__Requirements__.
#1 In the Vaughan Williams symphony note, which unfinished opera supplied much of the material in the Fifth Symphony?
#2 Retype the passage of the Vaughan Williams symphony note starting at "The symphony contains" and ending at "movement into doubt.".
#3 Name the four movements of the Fifth Symphony as the Vaughan Williams symphony note lists them.

__Excerpted text__.
....................

Ralph Vaughan Williams: Symphony Number Five

Ralph Vaughan Williams, descended from the famous Wedgwood and Darwin families,
was born at Down Ampney, Gloucestershire in 1872. In 1890 he entered the Royal
College of Music, and in 1892 he entered Trinity College, Cambridge. One of the
greatest of the British composers, a prolific writer of music, folksong
collector, and champion of British cultural heritage, he died aged 85 in 1958.
His ashes are interred in Westminster Abbey alongside the nation\'s greatest
artists and poets. Symphony No. 5 in D


The symphony contains a lot of material from RVW\'s then unfinished opera, The
Pilgrim\'s Progress. When he began the Fifth Symphony, RVW thought he may never
finish the opera, and didn\'t want to waste any good ideas. The symphony does not
have a programme, it is absolute music. It is in four movements: a "Preludio"
first movement, a Scherzo, a "Romanza" slow movement, and a "Passacaglia" finale.

First Movement : Preludio

From the very beginning, RVW puts the key signature of this movement into doubt.
The movement opens with a horn call in D, set against a firm base (or bass?) of
octave C\'s. Could it be that in the great traditions of British musical
\'amateurism\', RVW got his transposition wrong? Or is this a deliberate feature
of the music, intended to blur the tonality? Musicologists prefer the latter
explanation. This is by no means an unusual feature of his music, when he was
asked what the 4th symphony was about, RVW replied "It is about F-minor",
alluding to his sometimes hazy tonalities, often augmented by his use of modal,
mainly pentatonic melodies, which, with no leading note, often help to \'fudge\'
the tonality. Apart from the horn call, the brass is seldom used, and the
texture is light and airy. The first violins then enter, high on the E string,
doubled at the octave below by the seconds in an introduction, before their main
theme at (1), doubled by flutes. The triplets add rhythmic variety, as well as
providing a distinctly \'folkie\' feel. During the course of the movement, the
distinctive dotted rhythm of the horns hardly ever leaves us. There are some
rather abrupt key changes. i.e. Eb to E at (5). We are taken into the Allegro by
a sudden change in mood. The music darkens with a slightly sinister version of
the horn call in the bassoons. We then enter the Allegro, with a scurrying in
the strings, whilst the wind begins a downward progression of notes, which
builds to a climax, with strings in semiquavers, until we reach the original
tempo once more, as the music winds down, back to the horn call. Some
development of ideas takes place, before the music once again winds down. The
horn calls are answered by single notes in woodwind, and the movement ends as
mysteriously as it began - the horns fade into the distance, in the key of D,
but we are left, somewhat perturbed by the pianissimo cello C against the viola

The movement is plainly 20th century, with many dissonances, yet the movement,
for the most part, sounds serene, with a sinister undertone that barely breaks
the surface. Much of this softening comes from RVW\'s orchestration: he tends to
work in distinct "chunks" of sound. In the opening measures, for example, the
low cellos and basses are separated from the higher horns in range and sound

Second Movement : Scherzo

The movement starts with rising string fourths, which seem to come from nowhere.

....................

__Stored data__.
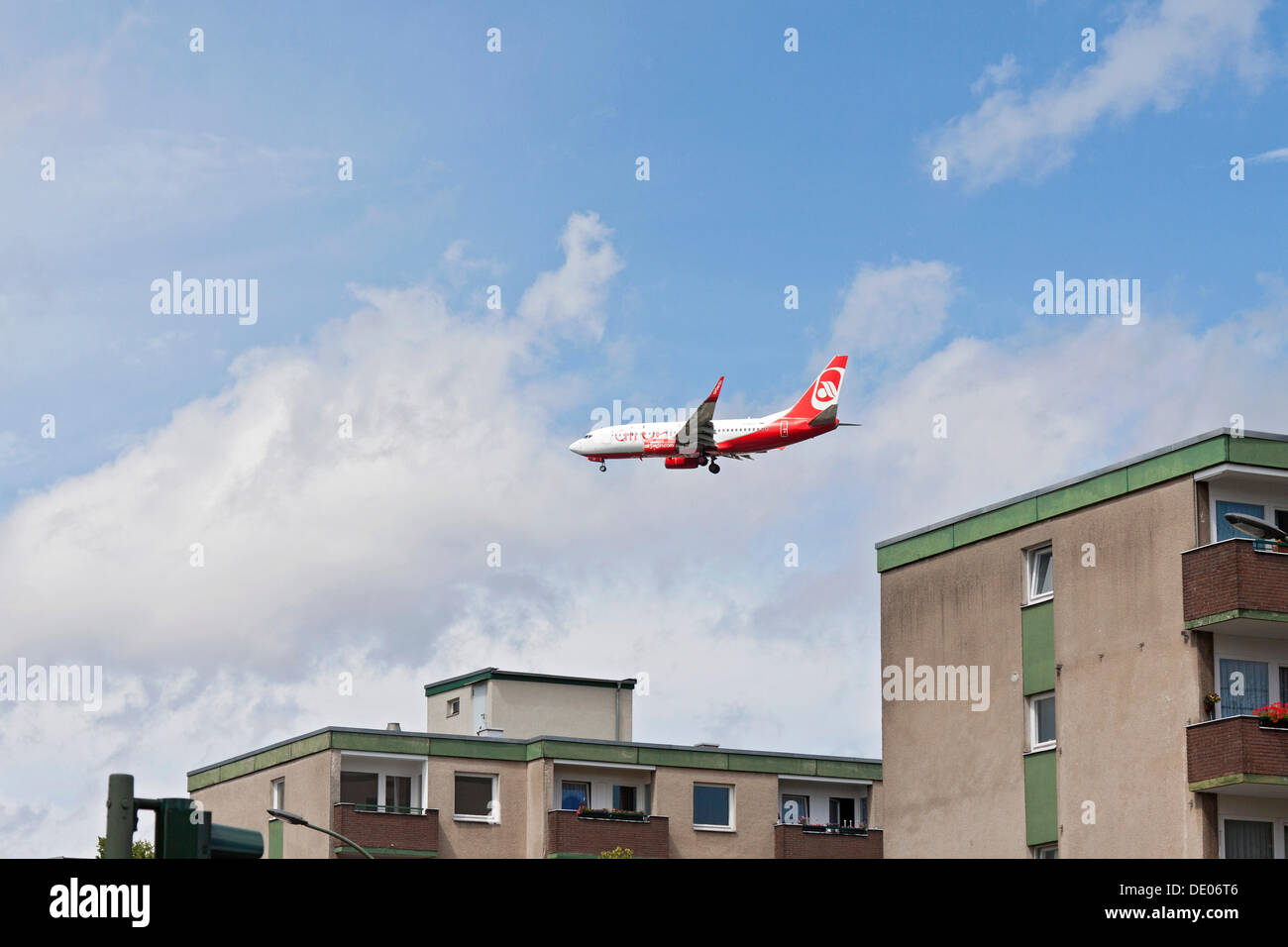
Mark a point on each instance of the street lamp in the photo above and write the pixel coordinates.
(300, 821)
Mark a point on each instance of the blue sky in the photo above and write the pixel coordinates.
(475, 169)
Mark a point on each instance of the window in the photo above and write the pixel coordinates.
(1039, 574)
(794, 809)
(840, 812)
(360, 789)
(712, 806)
(623, 799)
(398, 792)
(1042, 720)
(1244, 685)
(1245, 839)
(476, 796)
(478, 701)
(575, 795)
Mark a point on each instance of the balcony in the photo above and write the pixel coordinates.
(1237, 586)
(1236, 751)
(576, 836)
(795, 841)
(385, 831)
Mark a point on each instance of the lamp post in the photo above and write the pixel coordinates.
(300, 821)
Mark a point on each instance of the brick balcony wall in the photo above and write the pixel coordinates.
(386, 828)
(1233, 575)
(1234, 745)
(794, 841)
(589, 836)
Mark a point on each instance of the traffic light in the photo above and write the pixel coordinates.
(183, 830)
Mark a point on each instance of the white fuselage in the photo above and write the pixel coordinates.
(657, 440)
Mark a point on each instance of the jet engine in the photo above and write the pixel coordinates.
(682, 463)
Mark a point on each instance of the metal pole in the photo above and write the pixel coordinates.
(120, 817)
(347, 841)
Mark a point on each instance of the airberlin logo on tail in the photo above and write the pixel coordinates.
(827, 386)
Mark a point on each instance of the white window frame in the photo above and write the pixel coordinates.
(368, 762)
(1030, 574)
(1033, 722)
(494, 818)
(588, 784)
(733, 810)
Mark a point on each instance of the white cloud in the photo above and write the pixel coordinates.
(996, 75)
(570, 299)
(1276, 155)
(1154, 58)
(894, 311)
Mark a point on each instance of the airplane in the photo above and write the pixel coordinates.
(699, 441)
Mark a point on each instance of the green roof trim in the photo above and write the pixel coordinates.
(1220, 446)
(1235, 613)
(1235, 779)
(533, 749)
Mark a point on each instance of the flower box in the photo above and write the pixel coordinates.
(833, 830)
(618, 814)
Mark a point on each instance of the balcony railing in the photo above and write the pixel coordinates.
(572, 835)
(802, 841)
(1235, 750)
(386, 830)
(1237, 585)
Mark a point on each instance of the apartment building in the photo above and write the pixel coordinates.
(1103, 611)
(529, 766)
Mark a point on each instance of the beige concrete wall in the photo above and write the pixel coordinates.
(755, 813)
(310, 788)
(954, 776)
(527, 709)
(506, 839)
(540, 792)
(875, 799)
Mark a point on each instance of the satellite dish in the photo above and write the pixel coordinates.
(1254, 527)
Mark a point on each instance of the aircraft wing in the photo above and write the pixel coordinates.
(698, 434)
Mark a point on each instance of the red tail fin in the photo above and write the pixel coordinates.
(823, 393)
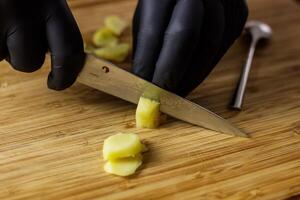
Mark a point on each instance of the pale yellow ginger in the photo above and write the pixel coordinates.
(147, 113)
(104, 37)
(116, 53)
(122, 145)
(123, 166)
(115, 24)
(122, 153)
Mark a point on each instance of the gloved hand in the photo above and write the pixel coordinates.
(178, 43)
(29, 28)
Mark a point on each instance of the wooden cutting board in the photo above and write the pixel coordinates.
(50, 142)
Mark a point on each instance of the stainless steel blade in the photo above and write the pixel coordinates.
(107, 77)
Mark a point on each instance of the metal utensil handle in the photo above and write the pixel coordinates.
(239, 96)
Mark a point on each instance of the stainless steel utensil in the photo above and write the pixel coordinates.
(258, 31)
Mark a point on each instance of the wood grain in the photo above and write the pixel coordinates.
(50, 141)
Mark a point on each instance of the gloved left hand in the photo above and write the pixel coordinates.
(29, 28)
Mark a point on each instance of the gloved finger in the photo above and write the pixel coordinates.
(207, 47)
(66, 46)
(135, 28)
(236, 13)
(3, 48)
(26, 45)
(153, 20)
(180, 41)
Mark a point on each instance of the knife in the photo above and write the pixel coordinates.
(109, 78)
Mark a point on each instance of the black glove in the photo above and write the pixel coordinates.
(178, 43)
(29, 28)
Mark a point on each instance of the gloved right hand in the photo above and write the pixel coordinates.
(29, 28)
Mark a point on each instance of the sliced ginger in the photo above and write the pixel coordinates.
(104, 37)
(123, 166)
(117, 52)
(115, 24)
(147, 113)
(122, 153)
(122, 145)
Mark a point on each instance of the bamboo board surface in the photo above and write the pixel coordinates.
(50, 141)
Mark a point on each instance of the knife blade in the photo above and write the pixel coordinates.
(107, 77)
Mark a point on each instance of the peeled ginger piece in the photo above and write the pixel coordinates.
(147, 113)
(123, 166)
(104, 37)
(117, 53)
(122, 145)
(115, 24)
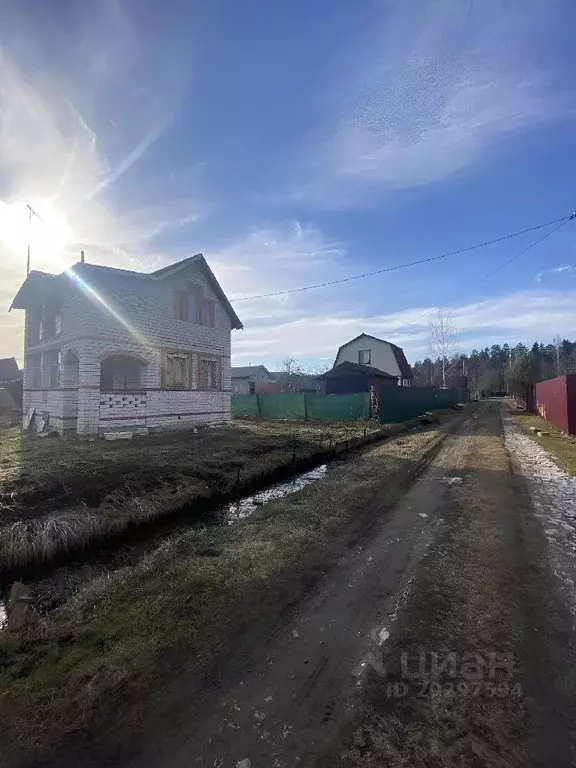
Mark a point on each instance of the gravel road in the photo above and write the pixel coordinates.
(459, 567)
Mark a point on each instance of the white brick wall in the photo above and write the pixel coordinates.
(138, 320)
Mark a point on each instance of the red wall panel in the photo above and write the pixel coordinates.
(556, 402)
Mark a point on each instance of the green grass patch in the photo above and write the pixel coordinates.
(58, 496)
(562, 448)
(125, 635)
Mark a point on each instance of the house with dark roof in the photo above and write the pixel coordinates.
(9, 370)
(348, 378)
(250, 379)
(377, 353)
(112, 350)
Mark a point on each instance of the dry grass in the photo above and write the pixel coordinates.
(61, 496)
(562, 448)
(125, 635)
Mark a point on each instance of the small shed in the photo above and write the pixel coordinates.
(348, 378)
(556, 402)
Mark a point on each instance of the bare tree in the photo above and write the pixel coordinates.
(291, 374)
(442, 339)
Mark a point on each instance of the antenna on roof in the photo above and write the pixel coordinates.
(31, 212)
(29, 235)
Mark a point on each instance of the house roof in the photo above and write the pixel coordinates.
(247, 371)
(8, 369)
(400, 357)
(35, 285)
(348, 367)
(37, 282)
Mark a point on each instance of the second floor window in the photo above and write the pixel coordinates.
(192, 307)
(208, 373)
(178, 370)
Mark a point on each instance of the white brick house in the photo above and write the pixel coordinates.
(112, 350)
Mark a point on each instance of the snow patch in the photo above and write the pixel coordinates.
(553, 494)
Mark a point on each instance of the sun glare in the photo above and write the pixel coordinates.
(47, 231)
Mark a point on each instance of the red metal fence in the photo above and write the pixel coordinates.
(556, 402)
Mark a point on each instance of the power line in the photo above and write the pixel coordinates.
(489, 274)
(396, 267)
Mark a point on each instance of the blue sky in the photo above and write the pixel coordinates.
(299, 142)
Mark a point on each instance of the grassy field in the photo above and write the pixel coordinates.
(561, 448)
(130, 632)
(56, 495)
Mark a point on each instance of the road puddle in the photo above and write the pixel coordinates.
(247, 506)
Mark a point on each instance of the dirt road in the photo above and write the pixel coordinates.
(457, 570)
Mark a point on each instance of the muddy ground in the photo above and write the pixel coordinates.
(437, 638)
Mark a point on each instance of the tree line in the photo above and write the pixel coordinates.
(499, 368)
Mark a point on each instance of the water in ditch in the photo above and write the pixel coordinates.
(248, 505)
(55, 588)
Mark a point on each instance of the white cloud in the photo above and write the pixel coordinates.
(80, 105)
(436, 83)
(274, 259)
(522, 316)
(570, 268)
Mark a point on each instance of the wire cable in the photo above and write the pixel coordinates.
(396, 267)
(488, 274)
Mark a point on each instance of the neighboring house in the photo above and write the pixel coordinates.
(250, 379)
(114, 350)
(347, 378)
(297, 382)
(379, 354)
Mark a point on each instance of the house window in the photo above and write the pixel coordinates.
(51, 370)
(178, 370)
(207, 313)
(208, 373)
(120, 373)
(33, 372)
(181, 306)
(191, 306)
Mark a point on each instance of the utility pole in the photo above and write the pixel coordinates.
(31, 212)
(29, 232)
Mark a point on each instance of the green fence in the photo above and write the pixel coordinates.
(396, 404)
(338, 407)
(402, 403)
(301, 406)
(245, 405)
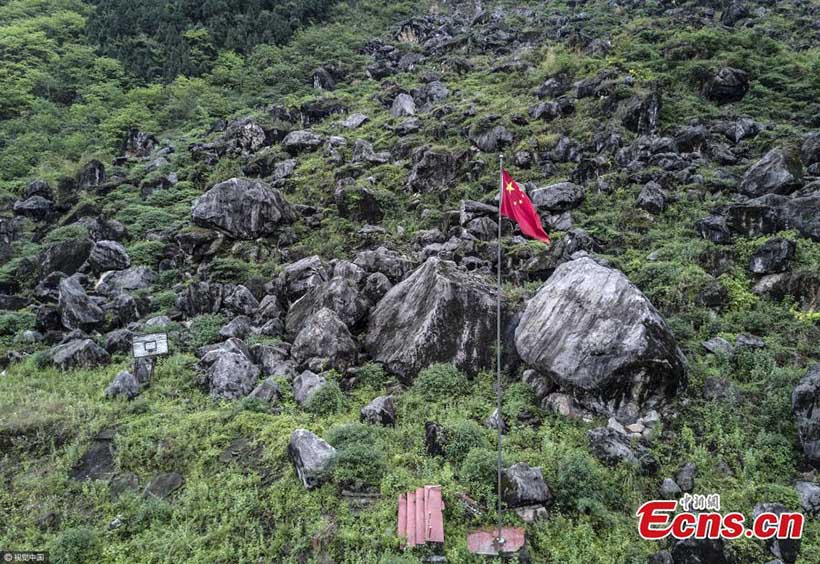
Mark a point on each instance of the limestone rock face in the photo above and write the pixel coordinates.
(589, 330)
(77, 310)
(325, 337)
(778, 172)
(311, 456)
(438, 314)
(243, 208)
(805, 398)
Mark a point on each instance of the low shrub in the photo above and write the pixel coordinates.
(439, 381)
(327, 400)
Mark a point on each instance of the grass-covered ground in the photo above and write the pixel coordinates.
(257, 510)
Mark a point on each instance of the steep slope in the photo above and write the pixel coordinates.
(287, 215)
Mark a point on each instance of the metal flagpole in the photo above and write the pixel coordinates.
(499, 422)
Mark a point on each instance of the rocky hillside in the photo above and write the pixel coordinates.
(313, 225)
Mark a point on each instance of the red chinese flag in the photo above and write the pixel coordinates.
(517, 206)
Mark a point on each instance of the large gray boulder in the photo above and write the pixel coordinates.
(787, 550)
(380, 411)
(727, 85)
(305, 386)
(229, 372)
(108, 255)
(311, 456)
(338, 294)
(243, 208)
(809, 495)
(592, 332)
(558, 197)
(438, 314)
(78, 353)
(805, 399)
(403, 105)
(522, 485)
(301, 140)
(114, 282)
(124, 385)
(324, 338)
(778, 172)
(77, 310)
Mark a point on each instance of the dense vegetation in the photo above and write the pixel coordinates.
(159, 39)
(76, 77)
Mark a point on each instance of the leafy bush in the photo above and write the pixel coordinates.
(67, 233)
(348, 434)
(230, 269)
(327, 400)
(79, 544)
(479, 472)
(439, 381)
(14, 322)
(204, 329)
(372, 374)
(463, 437)
(359, 466)
(580, 483)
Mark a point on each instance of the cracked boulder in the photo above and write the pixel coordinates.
(78, 353)
(243, 208)
(778, 172)
(805, 402)
(77, 310)
(593, 333)
(311, 456)
(324, 339)
(438, 314)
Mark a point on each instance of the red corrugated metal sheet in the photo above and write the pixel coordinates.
(421, 537)
(403, 517)
(411, 519)
(434, 523)
(420, 516)
(483, 541)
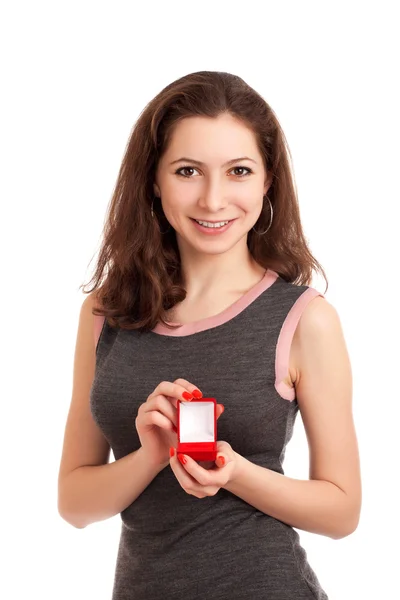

....................

__Responses by task__.
#1 The Pilgrim's Progress

#2
The symphony contains a lot of material from RVW\'s then unfinished opera, The
Pilgrim\'s Progress. When he began the Fifth Symphony, RVW thought he may never
finish the opera, and didn\'t want to waste any good ideas. The symphony does not
have a programme, it is absolute music. It is in four movements: a "Preludio"
first movement, a Scherzo, a "Romanza" slow movement, and a "Passacaglia" finale.

First Movement : Preludio

From the very beginning, RVW puts the key signature of this movement into doubt.

#3 Preludio, Scherzo, Romanza, Passacaglia